_SHORT PROBLEM A_. According to the text titled "A Day of Rain," why did the French call their version of abstraction Tachism?

_DOCUMENT SEGMENT_.
================================
28 February 2017

A Day of Rain

"I am not in front of nature, I am inside it."
("Je ne suis pas devant la nature, je suis dedans.")
- Pierre Tal-Coat, (translation JL)

Rain trickling down an invisible window in white rivulets intensifies the green world on the other side, or so it appears.   Among abstractions in art - and almost anything can become an abstraction if you look at it from a certain angle - the French called their version Tachism for its lyrical qualities and to distinguish it from the crudely testosterone- and alcohol-drenched productions of the American Abstract Expressionist painters.
Tal-Coat (1905-1985), born Pierre-Louis Jacob in Finistere, (the end of the land) the westernmost part of the French mainland, was a self-taught artist who worked in a pottery factory in Quimper.  It was only when he was obliged to go to Paris for his military service that he found a group of supportive fellow artists for the first time and absorbed the dominant cubist style.  Tal-Coat's portrait of Gertrude Stein won a prize in 1935.
================================
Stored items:

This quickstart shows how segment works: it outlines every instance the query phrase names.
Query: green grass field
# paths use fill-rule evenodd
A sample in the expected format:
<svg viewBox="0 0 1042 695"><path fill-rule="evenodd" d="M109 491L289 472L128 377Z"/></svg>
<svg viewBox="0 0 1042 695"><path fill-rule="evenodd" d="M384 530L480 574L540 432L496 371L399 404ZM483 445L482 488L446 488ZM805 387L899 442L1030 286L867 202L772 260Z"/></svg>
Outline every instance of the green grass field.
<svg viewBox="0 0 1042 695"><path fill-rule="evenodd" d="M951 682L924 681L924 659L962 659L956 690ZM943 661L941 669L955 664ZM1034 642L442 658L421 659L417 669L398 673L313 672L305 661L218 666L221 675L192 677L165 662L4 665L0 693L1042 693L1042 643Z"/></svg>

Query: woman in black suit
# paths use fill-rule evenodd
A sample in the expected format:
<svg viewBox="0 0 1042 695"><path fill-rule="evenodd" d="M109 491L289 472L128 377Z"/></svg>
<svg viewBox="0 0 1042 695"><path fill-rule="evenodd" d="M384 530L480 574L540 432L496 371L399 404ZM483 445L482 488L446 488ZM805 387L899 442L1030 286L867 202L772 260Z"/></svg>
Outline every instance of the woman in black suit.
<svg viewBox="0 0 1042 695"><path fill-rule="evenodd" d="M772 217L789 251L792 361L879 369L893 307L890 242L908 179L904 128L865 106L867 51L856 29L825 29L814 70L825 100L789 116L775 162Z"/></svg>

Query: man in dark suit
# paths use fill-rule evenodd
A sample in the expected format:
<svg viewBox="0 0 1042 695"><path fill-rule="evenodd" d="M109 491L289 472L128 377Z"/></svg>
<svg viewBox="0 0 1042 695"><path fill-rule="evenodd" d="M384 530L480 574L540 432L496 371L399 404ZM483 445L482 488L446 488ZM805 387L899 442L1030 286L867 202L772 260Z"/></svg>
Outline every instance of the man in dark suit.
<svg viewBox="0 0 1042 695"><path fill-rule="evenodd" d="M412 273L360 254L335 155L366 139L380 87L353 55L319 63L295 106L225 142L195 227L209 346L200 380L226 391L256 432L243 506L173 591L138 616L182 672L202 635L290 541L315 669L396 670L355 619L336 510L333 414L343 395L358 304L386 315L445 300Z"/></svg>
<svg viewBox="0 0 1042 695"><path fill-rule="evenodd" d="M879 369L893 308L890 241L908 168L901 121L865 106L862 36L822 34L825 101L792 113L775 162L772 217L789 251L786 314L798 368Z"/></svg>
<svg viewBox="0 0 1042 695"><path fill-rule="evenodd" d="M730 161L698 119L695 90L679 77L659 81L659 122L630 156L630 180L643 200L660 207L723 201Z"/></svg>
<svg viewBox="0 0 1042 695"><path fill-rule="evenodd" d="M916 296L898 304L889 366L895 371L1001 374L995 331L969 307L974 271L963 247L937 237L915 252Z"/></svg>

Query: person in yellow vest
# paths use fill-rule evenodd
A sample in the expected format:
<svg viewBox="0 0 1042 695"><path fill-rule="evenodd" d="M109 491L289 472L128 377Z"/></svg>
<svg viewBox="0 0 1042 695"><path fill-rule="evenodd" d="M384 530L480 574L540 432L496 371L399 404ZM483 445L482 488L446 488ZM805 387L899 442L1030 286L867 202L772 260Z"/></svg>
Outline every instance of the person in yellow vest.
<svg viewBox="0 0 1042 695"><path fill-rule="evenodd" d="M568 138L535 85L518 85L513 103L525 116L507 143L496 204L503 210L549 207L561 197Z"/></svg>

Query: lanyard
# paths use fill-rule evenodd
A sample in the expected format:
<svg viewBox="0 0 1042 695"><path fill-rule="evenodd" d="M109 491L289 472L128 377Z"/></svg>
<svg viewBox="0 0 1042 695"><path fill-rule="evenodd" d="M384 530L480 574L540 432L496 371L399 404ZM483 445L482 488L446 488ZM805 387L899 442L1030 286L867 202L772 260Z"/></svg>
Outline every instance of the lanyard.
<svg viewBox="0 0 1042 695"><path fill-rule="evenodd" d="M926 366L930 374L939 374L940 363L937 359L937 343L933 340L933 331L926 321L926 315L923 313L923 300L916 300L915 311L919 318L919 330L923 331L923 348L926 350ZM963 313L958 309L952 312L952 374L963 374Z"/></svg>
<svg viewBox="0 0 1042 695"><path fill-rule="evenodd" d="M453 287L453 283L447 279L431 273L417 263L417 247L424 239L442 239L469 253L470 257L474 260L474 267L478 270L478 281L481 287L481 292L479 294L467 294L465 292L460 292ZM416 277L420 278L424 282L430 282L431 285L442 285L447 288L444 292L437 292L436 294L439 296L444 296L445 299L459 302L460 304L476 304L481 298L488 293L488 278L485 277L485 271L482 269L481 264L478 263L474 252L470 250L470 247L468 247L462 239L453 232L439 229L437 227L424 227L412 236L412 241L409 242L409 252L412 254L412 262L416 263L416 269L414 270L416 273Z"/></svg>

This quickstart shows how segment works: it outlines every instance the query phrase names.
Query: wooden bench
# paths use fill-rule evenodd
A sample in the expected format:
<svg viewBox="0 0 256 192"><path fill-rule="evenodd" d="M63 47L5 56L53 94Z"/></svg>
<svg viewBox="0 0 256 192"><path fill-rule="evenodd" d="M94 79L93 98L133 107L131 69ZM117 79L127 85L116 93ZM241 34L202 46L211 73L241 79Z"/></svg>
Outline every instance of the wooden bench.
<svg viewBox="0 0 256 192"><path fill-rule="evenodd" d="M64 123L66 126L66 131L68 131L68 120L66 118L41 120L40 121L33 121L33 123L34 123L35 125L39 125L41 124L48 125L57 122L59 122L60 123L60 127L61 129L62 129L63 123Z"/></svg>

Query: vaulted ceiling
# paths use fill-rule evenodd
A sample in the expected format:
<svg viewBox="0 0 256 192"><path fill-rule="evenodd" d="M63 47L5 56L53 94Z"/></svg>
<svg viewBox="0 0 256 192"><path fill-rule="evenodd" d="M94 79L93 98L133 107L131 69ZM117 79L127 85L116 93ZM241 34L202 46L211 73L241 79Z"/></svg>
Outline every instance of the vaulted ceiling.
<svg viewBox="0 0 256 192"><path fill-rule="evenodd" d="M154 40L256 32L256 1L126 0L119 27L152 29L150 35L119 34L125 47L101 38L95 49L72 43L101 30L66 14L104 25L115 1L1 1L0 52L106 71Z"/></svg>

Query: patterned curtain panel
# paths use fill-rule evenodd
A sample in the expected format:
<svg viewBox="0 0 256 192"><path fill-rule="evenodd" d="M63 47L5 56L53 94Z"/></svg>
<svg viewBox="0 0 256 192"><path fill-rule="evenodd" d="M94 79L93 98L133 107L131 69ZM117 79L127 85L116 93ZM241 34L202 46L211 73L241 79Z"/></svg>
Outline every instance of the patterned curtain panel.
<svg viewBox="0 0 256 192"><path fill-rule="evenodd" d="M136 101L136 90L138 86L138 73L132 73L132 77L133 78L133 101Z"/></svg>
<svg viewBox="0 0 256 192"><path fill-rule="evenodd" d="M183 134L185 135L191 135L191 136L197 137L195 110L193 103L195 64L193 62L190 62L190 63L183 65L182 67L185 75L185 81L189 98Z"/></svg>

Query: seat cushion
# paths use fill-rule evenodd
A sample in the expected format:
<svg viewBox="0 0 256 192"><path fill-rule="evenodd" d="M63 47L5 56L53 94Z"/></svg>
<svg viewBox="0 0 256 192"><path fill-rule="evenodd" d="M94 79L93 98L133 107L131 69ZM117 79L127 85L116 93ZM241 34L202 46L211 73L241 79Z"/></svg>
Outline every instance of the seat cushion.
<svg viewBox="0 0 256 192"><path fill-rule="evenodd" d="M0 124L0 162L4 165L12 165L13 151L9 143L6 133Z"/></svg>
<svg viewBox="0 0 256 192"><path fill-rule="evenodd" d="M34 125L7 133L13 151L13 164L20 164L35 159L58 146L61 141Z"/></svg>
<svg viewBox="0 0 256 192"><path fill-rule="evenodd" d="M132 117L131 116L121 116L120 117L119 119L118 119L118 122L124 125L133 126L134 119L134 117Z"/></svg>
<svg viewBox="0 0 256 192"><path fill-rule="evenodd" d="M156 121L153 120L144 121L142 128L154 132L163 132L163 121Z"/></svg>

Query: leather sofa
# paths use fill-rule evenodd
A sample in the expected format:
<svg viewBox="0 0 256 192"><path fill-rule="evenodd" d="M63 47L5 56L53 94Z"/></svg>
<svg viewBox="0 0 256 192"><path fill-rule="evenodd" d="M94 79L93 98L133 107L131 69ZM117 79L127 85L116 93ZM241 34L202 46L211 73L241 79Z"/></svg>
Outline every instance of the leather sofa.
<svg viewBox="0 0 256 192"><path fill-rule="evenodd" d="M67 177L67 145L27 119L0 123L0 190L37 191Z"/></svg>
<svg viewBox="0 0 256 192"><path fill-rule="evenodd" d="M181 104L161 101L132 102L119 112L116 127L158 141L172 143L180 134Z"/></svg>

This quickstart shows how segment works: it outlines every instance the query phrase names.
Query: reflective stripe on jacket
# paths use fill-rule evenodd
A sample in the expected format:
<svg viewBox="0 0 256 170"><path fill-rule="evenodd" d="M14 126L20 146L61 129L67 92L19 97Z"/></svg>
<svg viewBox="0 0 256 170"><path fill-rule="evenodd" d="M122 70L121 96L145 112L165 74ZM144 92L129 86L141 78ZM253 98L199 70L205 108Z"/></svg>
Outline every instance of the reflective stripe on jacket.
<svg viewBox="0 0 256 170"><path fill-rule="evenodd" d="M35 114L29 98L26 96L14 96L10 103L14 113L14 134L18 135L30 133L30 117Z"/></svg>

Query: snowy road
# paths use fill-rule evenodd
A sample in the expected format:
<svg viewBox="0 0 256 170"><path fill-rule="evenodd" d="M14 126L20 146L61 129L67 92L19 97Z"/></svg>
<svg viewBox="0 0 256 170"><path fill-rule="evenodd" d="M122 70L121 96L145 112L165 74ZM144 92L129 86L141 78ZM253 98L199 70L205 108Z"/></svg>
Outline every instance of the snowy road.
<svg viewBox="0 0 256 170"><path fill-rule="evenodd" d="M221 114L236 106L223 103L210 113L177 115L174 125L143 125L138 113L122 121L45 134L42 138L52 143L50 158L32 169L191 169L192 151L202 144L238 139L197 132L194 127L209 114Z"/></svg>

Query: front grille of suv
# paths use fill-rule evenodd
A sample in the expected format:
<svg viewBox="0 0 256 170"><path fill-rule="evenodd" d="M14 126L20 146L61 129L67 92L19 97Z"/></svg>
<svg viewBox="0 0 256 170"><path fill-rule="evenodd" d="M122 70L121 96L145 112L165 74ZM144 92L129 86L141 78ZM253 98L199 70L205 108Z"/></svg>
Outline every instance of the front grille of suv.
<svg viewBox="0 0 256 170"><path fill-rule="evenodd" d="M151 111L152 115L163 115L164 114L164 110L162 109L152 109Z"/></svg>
================================
_SHORT PROBLEM B_. Reproduce the portion of the listing that opens with its first line and closes with the line containing "Outline every instance of the green", both lines included.

_TASK RESULT A_. The French called it Tachism for its lyrical qualities. They also wanted to distinguish it from the productions of the American Abstract Expressionist painters, which the text describes as crudely testosterone- and alcohol-drenched.

_TASK RESULT B_.
This quickstart shows how segment works: it outlines every instance the query phrase names.
Query: green grass field
# paths use fill-rule evenodd
A sample in the expected format:
<svg viewBox="0 0 1042 695"><path fill-rule="evenodd" d="M109 491L289 472L128 377Z"/></svg>
<svg viewBox="0 0 1042 695"><path fill-rule="evenodd" d="M384 530L480 574L540 432L496 371L399 404ZM483 445L482 488L446 488ZM805 387L899 442L1030 286L867 202L772 260Z"/></svg>
Outline every instance of the green grass field.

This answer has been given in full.